What the task asks ::
Locate each line in the rows below that contains the string "frame", and copy every such line in full. Case counts, so a line matches only if it has that exact capitalization.

Available data ::

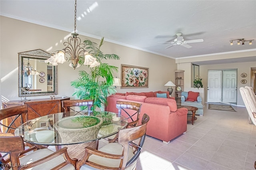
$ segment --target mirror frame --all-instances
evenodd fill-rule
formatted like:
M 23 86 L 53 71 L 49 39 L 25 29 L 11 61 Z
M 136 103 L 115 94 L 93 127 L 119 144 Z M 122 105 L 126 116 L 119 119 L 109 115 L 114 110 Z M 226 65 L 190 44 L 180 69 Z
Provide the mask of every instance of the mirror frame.
M 28 58 L 34 59 L 47 59 L 51 57 L 48 53 L 40 49 L 18 53 L 19 55 L 19 97 L 21 96 L 21 87 L 22 87 L 22 61 L 23 58 Z M 49 92 L 38 92 L 28 93 L 26 96 L 43 96 L 47 95 L 54 95 L 57 94 L 57 66 L 52 66 L 53 70 L 54 70 L 54 80 L 52 83 L 54 86 L 52 87 L 53 91 Z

Correct response ::
$ segment --target mirror frame --all-instances
Provide the mask of every instance of the mirror frame.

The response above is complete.